Exercise:
Copy out all of the data below with no alterations.
******************************
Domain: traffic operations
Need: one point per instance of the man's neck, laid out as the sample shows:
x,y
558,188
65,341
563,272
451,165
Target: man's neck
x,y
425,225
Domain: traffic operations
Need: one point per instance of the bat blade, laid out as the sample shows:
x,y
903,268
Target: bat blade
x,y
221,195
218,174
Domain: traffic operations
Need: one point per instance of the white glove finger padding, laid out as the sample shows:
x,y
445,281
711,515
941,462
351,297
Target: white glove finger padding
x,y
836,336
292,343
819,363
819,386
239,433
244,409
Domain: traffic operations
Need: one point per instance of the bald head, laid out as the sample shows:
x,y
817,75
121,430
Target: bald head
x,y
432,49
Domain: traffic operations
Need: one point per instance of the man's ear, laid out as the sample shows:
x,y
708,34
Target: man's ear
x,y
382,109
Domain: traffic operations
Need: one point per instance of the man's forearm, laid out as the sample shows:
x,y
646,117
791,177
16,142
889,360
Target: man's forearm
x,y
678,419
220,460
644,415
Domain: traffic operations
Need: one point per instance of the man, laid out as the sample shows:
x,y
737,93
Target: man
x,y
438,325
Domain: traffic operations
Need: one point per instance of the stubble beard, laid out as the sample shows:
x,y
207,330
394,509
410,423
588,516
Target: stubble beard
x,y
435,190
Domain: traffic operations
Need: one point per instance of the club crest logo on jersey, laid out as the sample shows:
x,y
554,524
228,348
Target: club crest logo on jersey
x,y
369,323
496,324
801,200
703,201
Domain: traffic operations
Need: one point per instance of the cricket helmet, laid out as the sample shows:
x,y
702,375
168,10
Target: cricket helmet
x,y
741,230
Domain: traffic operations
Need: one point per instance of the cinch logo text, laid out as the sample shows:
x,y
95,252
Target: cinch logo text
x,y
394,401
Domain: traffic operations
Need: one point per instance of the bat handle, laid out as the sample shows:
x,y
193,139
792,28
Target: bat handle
******************************
Finished answer:
Domain: traffic operations
Need: one point per instance of the man's neck, laid out as the sample shows:
x,y
558,188
65,341
563,272
451,165
Target: man's neck
x,y
425,225
Domain: traffic operations
Need: one point per instance of the bat blade, laid out as the sample shows:
x,y
903,268
Target: bat blade
x,y
221,195
218,174
Domain: traffic operations
Need: one point per instance of the white glove finger padding, laid out as the sample shows:
x,y
445,281
711,515
941,462
351,297
Target: white glove finger padding
x,y
836,336
292,343
819,363
819,386
239,433
244,409
Domain: traffic operations
Need: one point per instance of the bald head, laid out as the sample shows:
x,y
817,75
121,430
Target: bald head
x,y
432,49
Domain: traffic operations
Need: one point per instance of the man's ear, laid out as the sample shows:
x,y
708,34
Target: man's ear
x,y
382,109
Domain: traffic operations
Need: one point per instance of the man's forearm, laid out as the sample shows:
x,y
646,117
791,177
16,142
889,360
Target: man's forearm
x,y
678,419
220,460
644,415
Domain: traffic operations
Need: one point per instance of the man, laid out as the sample shows:
x,y
737,93
Target: man
x,y
438,325
Domain: traffic operations
Need: one point per instance of the stubble beard, laid out as the sample shows:
x,y
207,330
394,509
410,423
588,516
Target: stubble beard
x,y
435,190
Domain: traffic operations
Need: one point per instance of the club crest logo on jersey, laid out as the sample shows:
x,y
554,524
228,348
Target: club crest logo on jersey
x,y
369,323
496,324
801,200
703,201
Domain: traffic operations
Need: one point per instance of the cricket helmet, laid out as the sample shows:
x,y
702,375
168,10
Target: cricket helmet
x,y
741,230
Domain: traffic operations
Need: one point per instance of the cinch logo text, laid out as the sample shows:
x,y
95,252
Target: cinch logo text
x,y
394,401
Domain: traffic operations
Need: one point per instance of the bat handle, laid out as the sample shows:
x,y
193,139
792,28
Target: bat handle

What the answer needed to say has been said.